#### [Supplied material]
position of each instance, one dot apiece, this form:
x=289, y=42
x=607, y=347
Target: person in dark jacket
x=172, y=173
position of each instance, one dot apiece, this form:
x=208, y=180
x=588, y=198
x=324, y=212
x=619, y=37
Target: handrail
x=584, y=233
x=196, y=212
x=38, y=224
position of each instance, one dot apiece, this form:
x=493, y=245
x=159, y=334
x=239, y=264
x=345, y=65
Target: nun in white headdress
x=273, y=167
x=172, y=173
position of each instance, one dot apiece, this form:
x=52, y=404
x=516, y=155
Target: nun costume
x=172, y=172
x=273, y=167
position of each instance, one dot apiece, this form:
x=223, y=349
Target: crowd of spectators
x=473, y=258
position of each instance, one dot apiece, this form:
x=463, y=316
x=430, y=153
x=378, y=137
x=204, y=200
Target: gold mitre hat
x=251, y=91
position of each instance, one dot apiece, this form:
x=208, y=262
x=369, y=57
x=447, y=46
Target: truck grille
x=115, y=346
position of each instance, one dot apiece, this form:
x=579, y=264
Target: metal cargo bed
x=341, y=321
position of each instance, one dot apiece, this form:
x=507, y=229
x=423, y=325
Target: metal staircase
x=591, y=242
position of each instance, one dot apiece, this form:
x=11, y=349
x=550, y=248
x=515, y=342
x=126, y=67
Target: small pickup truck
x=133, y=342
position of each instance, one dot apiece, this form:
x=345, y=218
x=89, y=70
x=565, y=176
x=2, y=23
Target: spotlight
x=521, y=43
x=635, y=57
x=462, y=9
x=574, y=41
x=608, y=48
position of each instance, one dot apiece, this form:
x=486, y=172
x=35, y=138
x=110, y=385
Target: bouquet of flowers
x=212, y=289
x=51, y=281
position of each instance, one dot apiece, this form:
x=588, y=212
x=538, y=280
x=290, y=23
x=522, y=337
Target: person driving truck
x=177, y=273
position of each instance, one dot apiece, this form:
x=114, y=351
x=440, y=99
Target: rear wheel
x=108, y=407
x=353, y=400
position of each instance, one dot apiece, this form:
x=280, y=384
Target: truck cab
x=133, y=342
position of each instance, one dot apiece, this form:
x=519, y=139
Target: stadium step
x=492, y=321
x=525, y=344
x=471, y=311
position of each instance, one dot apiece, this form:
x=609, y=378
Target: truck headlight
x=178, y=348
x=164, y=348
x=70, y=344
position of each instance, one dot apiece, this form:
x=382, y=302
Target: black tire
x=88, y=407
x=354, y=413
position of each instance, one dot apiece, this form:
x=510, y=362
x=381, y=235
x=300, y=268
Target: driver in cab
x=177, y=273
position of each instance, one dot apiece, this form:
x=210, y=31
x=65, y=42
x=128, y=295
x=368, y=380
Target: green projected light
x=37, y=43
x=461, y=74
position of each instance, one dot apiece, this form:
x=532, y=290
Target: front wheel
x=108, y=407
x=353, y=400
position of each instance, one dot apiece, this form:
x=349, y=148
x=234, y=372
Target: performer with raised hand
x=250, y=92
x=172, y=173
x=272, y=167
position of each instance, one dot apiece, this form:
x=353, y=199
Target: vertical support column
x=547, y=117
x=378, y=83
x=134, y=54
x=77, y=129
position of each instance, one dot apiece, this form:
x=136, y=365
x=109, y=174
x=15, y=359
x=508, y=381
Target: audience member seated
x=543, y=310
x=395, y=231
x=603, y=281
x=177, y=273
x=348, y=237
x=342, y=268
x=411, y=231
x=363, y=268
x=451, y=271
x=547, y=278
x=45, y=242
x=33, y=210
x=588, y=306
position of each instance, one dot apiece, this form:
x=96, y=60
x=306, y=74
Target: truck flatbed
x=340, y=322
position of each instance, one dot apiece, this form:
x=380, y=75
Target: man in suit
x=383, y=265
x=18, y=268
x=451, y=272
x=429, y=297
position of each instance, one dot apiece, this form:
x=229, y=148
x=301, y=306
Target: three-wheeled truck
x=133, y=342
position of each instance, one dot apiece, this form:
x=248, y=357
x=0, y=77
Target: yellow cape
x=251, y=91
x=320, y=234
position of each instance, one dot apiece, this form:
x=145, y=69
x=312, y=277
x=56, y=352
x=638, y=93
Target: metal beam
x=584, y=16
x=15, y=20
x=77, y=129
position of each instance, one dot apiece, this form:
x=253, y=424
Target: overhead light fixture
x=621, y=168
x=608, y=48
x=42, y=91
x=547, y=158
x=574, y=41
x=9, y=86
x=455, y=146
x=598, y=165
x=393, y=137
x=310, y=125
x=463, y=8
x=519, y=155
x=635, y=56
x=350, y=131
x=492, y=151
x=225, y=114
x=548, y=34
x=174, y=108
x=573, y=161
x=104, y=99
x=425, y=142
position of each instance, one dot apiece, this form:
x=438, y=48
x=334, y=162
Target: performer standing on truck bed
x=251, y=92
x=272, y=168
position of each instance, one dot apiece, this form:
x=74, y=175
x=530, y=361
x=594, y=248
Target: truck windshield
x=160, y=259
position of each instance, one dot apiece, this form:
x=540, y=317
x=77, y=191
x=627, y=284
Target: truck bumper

#### [What is needed]
Rewrite every line from the first of the rows through the line that has "x=38, y=224", including the requests. Multiply the x and y coordinates in the answers by 0.4 and round each to a whole number, with halves rounded up, leaving the requests and their sample coordinates unchanged.

#### [Result below]
position of each instance, one dot apiece, this form:
x=289, y=42
x=607, y=347
Target: person in dark jacket
x=69, y=69
position of each instance, one dot apiece, this form:
x=208, y=180
x=588, y=198
x=324, y=212
x=619, y=37
Target: handrail
x=234, y=93
x=78, y=85
x=15, y=90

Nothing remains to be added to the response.